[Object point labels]
· · ·

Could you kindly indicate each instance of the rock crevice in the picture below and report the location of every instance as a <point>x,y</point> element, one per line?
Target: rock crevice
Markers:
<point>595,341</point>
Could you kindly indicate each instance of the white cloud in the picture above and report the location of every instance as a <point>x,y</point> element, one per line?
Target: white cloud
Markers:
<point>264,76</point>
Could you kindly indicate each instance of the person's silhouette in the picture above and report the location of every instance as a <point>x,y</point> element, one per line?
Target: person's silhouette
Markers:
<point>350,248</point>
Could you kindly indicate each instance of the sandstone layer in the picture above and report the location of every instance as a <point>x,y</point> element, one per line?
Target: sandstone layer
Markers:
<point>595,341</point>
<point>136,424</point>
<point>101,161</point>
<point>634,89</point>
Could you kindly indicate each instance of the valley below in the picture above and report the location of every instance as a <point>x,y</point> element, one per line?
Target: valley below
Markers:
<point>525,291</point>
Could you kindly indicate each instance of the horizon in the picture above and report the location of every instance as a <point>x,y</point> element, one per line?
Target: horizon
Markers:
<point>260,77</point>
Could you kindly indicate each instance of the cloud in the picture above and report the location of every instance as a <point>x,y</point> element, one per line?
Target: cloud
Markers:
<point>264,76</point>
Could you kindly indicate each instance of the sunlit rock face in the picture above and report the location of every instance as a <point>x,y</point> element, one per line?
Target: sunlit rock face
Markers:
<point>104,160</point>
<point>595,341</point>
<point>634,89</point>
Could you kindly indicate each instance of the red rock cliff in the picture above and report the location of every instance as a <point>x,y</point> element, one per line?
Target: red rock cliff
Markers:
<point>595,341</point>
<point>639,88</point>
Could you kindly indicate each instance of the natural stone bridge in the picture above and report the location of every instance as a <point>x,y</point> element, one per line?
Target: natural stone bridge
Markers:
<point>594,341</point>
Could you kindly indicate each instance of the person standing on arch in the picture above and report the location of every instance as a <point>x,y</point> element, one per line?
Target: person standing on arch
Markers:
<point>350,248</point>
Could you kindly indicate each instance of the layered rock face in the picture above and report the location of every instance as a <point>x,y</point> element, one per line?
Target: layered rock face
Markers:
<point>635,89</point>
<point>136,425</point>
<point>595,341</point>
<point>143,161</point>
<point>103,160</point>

· · ·

_Work to do_
Copy the material above verbatim, from start to finish.

_The reply_
Could you kindly indicate each instance of the rock crevice in the picture below and report the location of every instance as a <point>x,y</point> element, one per line?
Target: rock crevice
Markers:
<point>595,341</point>
Could you kindly indicate each instance of the white cloud in the picture above and report the location of every instance as a <point>x,y</point> element, one per line?
Target: white cloud
Markers:
<point>264,76</point>
Could you kindly indicate each instance of the person's silhouette in the picture above and report the location of every instance as a <point>x,y</point> element, one per line?
Target: person's silhouette
Markers:
<point>350,248</point>
Could you kindly indicate each instance of the sandstone layer in the picture above and report the location of every instance as a <point>x,y</point> element, one per line?
Target: sandstone layer
Markers:
<point>595,341</point>
<point>136,424</point>
<point>101,161</point>
<point>634,89</point>
Could you kindly indicate each instance of the valley below in the picture above and report the location of every instance as a <point>x,y</point> element, one per line?
Target: valley below
Markers:
<point>525,291</point>
Could you kindly indicate each instance of the horizon in the picture above and report the location of every instance as a <point>x,y</point> element, one per line?
Target: horizon
Markers:
<point>260,77</point>
Could you kindly indicate each instance of the cloud in the picture above and report the location of every instance as a <point>x,y</point> element, one per line?
Target: cloud
Markers:
<point>264,76</point>
Could you kindly indicate each instance of the sunlit rock face in the picture above and report the location of every instance as a <point>x,y</point> element, one per line?
Target: sunlit rock face
Markers:
<point>104,160</point>
<point>595,341</point>
<point>634,89</point>
Could you kindly indicate each instance of the red rock cliff in the picture above and report the location of every instance as a <point>x,y</point> element, one per line?
Target: red rock cliff
Markers:
<point>595,341</point>
<point>639,88</point>
Could you kindly indicate each instance of the natural stone bridge in the picture above and report the location of every instance as a <point>x,y</point> element, one per line?
Target: natural stone bridge
Markers:
<point>594,341</point>
Could you kindly indicate each instance of the person standing on arch in the picture above and report the location of every instance as a <point>x,y</point> element, one per line?
Target: person standing on arch
Markers:
<point>350,248</point>
Could you kindly indicate each instance of the layered rock face in the picture above and report the location of every instance as a <point>x,y</point> element, one per line?
Target: layered rock face
Markers:
<point>635,89</point>
<point>136,425</point>
<point>595,341</point>
<point>143,161</point>
<point>103,160</point>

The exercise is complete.